→ **GIVEN EXERCISE**:
Copy the material below from the line containing "Can you find the teddy" through the end, replacing "countertop" with "counter" and changing nothing else.

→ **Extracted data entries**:
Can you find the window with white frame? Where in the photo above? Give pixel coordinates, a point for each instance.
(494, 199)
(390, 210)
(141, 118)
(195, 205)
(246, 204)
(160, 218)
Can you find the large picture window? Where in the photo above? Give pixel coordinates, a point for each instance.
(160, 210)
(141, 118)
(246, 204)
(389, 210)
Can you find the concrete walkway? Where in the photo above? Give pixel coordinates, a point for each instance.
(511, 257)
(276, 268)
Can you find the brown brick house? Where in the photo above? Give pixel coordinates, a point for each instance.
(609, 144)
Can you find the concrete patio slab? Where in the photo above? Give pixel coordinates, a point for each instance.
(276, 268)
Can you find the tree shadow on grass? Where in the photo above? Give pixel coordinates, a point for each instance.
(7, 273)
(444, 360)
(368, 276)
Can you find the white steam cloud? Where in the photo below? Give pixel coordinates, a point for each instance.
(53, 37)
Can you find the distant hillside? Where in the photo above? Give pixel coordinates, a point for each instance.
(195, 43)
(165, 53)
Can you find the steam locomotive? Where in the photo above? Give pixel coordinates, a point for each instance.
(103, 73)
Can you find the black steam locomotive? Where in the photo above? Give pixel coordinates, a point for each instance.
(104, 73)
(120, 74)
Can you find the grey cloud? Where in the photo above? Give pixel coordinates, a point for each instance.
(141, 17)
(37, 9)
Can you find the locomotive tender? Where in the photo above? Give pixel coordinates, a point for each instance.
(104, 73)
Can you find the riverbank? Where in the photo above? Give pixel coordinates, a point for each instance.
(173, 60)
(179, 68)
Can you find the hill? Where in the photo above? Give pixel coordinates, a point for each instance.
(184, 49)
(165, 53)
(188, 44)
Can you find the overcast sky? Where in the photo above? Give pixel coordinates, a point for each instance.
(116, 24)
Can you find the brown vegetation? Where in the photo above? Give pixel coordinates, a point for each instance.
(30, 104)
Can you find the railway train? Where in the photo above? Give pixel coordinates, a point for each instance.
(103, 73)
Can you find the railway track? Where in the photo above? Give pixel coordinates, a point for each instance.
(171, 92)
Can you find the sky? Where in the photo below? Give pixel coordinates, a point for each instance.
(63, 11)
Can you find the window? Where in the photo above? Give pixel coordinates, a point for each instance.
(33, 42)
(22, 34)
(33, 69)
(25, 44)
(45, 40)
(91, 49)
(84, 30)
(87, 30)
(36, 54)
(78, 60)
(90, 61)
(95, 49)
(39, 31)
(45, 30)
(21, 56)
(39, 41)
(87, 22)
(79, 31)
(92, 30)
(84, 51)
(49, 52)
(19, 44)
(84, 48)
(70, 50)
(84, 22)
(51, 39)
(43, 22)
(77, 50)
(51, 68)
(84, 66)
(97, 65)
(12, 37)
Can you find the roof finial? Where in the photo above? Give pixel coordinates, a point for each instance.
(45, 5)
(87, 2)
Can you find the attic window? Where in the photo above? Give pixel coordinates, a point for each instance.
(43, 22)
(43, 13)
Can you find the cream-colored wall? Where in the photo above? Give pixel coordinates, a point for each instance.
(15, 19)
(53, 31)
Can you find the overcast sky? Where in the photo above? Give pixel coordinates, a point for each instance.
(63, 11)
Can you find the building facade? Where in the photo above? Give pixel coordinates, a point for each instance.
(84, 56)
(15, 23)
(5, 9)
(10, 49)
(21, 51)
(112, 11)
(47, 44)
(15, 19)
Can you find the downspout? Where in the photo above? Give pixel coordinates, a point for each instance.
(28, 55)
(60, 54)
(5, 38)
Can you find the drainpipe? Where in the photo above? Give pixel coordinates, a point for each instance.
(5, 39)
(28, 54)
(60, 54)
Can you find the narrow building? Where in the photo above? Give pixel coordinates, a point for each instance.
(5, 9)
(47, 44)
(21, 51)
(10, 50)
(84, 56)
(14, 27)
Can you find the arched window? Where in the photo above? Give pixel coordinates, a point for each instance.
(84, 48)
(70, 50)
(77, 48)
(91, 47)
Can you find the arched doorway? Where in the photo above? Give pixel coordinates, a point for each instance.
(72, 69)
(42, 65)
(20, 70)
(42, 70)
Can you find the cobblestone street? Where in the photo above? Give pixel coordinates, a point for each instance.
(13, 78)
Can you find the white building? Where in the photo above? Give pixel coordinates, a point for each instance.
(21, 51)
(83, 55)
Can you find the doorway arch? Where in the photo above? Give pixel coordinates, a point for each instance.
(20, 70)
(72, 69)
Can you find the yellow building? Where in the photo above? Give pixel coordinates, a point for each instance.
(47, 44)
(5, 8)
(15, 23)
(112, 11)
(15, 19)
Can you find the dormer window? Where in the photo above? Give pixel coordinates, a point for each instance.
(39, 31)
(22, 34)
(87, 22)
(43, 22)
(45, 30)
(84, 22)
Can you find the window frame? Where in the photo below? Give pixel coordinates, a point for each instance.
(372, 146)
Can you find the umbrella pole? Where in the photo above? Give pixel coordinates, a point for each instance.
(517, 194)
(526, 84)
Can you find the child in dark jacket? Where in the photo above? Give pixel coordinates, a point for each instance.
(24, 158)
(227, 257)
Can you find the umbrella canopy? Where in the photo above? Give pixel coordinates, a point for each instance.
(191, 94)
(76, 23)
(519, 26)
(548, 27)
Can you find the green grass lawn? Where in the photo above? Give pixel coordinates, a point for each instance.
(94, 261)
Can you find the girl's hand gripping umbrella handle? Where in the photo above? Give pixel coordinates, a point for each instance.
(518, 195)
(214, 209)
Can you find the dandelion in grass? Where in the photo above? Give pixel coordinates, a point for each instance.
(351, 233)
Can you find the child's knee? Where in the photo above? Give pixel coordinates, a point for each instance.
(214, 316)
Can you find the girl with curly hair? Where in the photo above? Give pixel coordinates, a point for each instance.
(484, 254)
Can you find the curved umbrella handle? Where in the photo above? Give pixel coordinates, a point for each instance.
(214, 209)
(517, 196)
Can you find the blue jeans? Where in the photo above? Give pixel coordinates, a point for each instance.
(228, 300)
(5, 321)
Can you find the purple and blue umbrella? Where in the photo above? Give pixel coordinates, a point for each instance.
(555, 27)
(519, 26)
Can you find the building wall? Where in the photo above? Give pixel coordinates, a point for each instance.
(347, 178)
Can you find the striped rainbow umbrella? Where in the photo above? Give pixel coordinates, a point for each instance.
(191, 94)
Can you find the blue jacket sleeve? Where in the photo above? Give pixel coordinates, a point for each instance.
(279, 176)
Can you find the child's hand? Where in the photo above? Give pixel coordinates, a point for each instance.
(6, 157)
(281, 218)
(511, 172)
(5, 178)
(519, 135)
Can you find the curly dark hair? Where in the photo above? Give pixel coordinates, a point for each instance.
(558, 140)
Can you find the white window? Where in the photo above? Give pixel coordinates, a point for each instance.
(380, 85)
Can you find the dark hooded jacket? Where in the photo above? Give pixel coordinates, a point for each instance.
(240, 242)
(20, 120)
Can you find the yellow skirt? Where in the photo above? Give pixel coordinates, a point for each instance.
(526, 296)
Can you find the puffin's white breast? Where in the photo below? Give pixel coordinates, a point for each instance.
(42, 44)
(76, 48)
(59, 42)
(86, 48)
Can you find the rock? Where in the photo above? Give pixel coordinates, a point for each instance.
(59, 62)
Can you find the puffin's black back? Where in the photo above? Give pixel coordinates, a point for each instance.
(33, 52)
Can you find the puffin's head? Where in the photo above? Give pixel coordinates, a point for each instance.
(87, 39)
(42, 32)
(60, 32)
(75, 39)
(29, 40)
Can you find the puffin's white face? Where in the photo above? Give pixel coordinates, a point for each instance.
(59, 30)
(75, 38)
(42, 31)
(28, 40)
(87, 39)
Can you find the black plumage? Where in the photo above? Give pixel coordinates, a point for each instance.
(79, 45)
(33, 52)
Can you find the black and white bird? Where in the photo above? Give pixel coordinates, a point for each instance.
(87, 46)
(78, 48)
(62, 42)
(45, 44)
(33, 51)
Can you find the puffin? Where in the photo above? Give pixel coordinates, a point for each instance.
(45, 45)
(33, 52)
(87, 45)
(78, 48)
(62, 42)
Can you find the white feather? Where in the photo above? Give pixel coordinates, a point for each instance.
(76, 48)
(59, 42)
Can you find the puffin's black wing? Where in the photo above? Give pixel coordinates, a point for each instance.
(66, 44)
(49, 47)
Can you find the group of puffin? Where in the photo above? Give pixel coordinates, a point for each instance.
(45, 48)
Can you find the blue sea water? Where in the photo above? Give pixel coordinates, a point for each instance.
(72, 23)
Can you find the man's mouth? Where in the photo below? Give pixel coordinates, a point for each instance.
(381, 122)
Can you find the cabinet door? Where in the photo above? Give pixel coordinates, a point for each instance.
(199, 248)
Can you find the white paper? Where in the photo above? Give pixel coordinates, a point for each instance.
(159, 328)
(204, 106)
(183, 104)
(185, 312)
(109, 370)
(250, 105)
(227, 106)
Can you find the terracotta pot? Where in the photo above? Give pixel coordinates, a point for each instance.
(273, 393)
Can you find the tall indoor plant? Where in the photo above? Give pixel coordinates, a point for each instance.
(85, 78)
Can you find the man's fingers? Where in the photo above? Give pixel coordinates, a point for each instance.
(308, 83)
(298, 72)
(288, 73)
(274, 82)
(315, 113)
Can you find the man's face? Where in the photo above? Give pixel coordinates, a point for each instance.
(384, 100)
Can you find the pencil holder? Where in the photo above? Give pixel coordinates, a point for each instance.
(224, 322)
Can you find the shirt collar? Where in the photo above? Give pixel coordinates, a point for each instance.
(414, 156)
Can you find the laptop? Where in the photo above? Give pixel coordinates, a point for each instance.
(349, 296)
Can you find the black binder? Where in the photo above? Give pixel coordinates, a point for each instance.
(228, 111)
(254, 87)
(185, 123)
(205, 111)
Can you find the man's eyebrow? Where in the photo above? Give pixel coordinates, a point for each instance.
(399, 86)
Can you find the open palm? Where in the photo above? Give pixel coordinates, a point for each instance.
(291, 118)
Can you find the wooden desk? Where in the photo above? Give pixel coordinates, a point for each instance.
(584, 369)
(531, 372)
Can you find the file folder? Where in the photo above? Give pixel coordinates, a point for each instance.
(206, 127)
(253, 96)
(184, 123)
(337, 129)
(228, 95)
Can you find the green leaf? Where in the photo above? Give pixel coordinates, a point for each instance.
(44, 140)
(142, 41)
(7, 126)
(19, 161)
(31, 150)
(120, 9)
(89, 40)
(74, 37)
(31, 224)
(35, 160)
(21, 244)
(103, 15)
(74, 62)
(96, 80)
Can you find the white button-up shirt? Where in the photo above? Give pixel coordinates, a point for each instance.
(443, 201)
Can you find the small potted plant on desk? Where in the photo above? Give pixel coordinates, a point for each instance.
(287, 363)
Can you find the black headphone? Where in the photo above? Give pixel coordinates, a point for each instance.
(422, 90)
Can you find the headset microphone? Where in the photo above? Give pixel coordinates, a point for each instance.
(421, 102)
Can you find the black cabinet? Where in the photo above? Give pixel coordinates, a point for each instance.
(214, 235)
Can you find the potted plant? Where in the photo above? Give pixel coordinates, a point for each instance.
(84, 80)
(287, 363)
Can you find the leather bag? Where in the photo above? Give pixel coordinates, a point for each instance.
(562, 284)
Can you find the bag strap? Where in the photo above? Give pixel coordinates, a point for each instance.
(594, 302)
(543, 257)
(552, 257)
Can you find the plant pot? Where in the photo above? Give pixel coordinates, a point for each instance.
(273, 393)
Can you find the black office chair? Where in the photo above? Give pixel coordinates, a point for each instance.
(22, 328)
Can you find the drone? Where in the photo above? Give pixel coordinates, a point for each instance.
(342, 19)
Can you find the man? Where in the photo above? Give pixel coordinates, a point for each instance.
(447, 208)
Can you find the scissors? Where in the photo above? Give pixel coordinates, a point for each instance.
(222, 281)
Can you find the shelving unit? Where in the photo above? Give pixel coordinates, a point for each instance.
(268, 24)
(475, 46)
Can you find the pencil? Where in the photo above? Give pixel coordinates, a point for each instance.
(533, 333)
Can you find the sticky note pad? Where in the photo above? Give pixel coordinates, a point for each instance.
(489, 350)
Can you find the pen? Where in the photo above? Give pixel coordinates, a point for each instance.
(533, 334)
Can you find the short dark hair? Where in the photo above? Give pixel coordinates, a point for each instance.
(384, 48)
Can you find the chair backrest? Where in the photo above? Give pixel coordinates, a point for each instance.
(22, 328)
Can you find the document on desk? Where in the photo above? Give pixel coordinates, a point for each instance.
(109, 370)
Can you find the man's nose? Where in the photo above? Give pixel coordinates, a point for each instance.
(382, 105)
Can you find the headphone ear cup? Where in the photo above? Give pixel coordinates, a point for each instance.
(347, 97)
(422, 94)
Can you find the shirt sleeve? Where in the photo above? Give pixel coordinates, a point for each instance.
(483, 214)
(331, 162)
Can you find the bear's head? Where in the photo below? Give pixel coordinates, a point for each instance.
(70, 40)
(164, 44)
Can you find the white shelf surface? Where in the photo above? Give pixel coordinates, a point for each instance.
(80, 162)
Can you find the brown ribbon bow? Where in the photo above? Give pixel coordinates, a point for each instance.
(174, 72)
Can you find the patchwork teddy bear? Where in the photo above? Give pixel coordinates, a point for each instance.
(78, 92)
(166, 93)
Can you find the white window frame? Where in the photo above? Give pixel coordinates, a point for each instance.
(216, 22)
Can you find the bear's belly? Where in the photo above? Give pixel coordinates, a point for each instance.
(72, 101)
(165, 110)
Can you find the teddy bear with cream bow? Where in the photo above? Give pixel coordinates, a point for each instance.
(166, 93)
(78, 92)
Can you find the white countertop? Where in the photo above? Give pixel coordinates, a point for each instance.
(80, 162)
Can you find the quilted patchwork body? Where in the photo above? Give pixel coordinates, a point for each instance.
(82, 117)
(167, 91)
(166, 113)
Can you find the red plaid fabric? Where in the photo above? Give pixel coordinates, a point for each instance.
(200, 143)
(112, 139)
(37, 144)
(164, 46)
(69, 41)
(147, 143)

→ **EXERCISE OUTPUT**:
Can you find the teddy bear with cream bow? Where in the photo above? Give pixel coordinates, a point for each instance.
(166, 93)
(78, 92)
Can you find the white counter? Where in the photo above? Give pixel coordinates, a point for each instance.
(80, 162)
Can you find the quilted patchwork body? Where in the photo above? Give pixel coordinates, a point for each instance.
(82, 117)
(167, 91)
(166, 113)
Can you find the red plaid fabric? Where in the photo above? Give pixel coordinates, a point for each instance.
(200, 143)
(112, 139)
(37, 144)
(164, 46)
(69, 41)
(147, 143)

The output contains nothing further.